[Begin SELECTED TEXT]

For the second card, it can be in 51 remaining positions which we can number in sequence, skipping one that is already occupied (does not matter which one it is). Similarly, build the tree.
So we build such trees until 2 cards left, in which case we just choose first or second, one decision node.
Connect all this tree as following: Every terminal of previous tree points to the root of next. Note that the terminal should imply which position card had taken based on the condition in the terminal and then you move to the root of next tree, it is ok that there is only one link from terminal and not two.
For a given shuffle, determine the path in the given decision graph and encode this path in binary.
If no rounding involved, this approach would be:
log2(52) + log2(51) + log 2(50) + ... + ... log2(2) = log2(52!) which is perfect solution
However, since rounding is involved, the worst case scenario is:
ceil(log2(52)) + ceil(log2(51)) + ceil(log 2(50)) + ... + ceil(log2(2))

[End SELECTED TEXT]
[Begin DATASET EXCERPTS]

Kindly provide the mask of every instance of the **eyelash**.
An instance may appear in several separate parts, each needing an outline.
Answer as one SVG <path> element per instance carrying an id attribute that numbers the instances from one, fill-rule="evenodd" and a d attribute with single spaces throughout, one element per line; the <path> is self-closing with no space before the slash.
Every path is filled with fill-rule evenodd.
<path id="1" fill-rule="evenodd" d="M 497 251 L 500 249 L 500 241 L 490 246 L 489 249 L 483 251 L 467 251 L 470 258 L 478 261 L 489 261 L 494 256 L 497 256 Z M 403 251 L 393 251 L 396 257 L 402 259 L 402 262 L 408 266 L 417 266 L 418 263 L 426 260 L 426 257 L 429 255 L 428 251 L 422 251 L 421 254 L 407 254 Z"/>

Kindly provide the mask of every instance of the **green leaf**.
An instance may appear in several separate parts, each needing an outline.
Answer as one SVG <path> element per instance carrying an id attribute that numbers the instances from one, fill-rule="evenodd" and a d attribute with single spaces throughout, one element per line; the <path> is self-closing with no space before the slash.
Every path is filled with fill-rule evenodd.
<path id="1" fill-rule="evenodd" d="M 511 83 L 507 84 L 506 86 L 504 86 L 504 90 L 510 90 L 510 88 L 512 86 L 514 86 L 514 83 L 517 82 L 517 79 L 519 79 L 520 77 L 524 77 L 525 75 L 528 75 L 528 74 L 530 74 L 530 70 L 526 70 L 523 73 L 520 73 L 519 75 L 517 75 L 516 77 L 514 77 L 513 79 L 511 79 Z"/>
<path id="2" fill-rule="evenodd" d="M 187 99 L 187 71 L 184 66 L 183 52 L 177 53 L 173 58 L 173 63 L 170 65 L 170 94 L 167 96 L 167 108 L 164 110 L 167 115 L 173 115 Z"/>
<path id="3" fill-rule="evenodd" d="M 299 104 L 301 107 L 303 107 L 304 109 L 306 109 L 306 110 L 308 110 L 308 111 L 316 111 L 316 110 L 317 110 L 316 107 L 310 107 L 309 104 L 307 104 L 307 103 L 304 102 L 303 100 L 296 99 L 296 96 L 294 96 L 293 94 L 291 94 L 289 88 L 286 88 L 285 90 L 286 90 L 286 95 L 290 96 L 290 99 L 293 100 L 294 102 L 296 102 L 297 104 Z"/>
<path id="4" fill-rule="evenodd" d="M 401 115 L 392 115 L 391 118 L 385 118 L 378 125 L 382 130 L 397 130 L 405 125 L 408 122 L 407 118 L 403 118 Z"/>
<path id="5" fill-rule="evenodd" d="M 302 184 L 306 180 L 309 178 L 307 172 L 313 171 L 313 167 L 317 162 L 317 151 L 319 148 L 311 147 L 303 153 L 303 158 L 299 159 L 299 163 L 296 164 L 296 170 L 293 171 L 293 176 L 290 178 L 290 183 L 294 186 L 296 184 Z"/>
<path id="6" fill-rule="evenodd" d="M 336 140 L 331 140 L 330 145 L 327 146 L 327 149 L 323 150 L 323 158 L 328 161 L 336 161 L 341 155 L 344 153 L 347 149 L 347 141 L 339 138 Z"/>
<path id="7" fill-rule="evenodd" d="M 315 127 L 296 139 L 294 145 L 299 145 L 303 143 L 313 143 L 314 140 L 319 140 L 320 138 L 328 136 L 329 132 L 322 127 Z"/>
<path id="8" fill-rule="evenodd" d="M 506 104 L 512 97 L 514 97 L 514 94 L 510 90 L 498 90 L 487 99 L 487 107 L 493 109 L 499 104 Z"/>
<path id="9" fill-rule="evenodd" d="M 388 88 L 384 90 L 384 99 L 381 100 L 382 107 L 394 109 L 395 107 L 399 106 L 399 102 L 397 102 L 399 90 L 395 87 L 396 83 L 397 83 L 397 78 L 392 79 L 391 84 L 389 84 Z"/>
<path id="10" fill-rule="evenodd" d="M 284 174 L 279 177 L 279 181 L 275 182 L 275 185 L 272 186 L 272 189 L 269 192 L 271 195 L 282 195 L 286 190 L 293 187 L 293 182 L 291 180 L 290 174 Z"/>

[End DATASET EXCERPTS]

--- REQUESTS ---
(1) Answer these from the passage on encoding a shuffle:
(a) In how many remaining positions can the second card be placed?
(b) When two cards are left, how many decision nodes are used?
(c) What does every terminal of a previous tree point to?
(2) Reproduce the part of the passage on encoding a shuffle that opens with the words containing "Connect all this" and closes with "2(50)) + ... + ceil(log2(2))".
(3) Proceed with the passage on encoding a shuffle from the point where it stops.

--- TASK-BY-TASK RESULTS ---
(1)
(a) 51
(b) One
(c) The root of the next tree

(2)
Connect all this tree as following: Every terminal of previous tree points to the root of next. Note that the terminal should imply which position card had taken based on the condition in the terminal and then you move to the root of next tree, it is ok that there is only one link from terminal and not two.
For a given shuffle, determine the path in the given decision graph and encode this path in binary.
If no rounding involved, this approach would be:
log2(52) + log2(51) + log 2(50) + ... + ... log2(2) = log2(52!) which is perfect solution
However, since rounding is involved, the worst case scenario is:
ceil(log2(52)) + ceil(log2(51)) + ceil(log 2(50)) + ... + ceil(log2(2))

(3)
and the best case scenario:
floor(log2(52)) + floor(log2(51)) + floor(log 2(50)) + ... + floor(log2(2))
The average case is pretty obviously will be holding close to log2(52!)
With each flipped over card, there are fewer possibilities in the deck:
{{
int get_required_bits()
{
double bits = 0;
for(int x = 52; x >= 1; --x)
{
bits += log((double)x);
}
return (int)ceil(bits);
}
}}
ans: 157
smart solution, I believe you should have used "bits += ceil(log((double)x));
if I need 2.5 bits for sth and 2.5 bits for the next, then I will need 6 bits total, not 5
Indeed, that is true. But how would your solution be implemented? Lets say you are given a binary number 'deck' which is 157bit long. How would you decode it? I am afraid your solution may be incorrect as you need more information to be encoded.
autoboli, to encode / decode each card, both sides would use an array filled with a pre-determined card order:
To encode a card, find the card in the array and use its corresponding index as the "cyphercard" to be sent.
To decode a "cyphercard", use it as an index into the array to get the card.
After either step, you remove that found card from the array and shift all higher-indexed cards down.
Why is this solution correct?
What does the statement: bits += log((double)x) mean?
Can someone please explain?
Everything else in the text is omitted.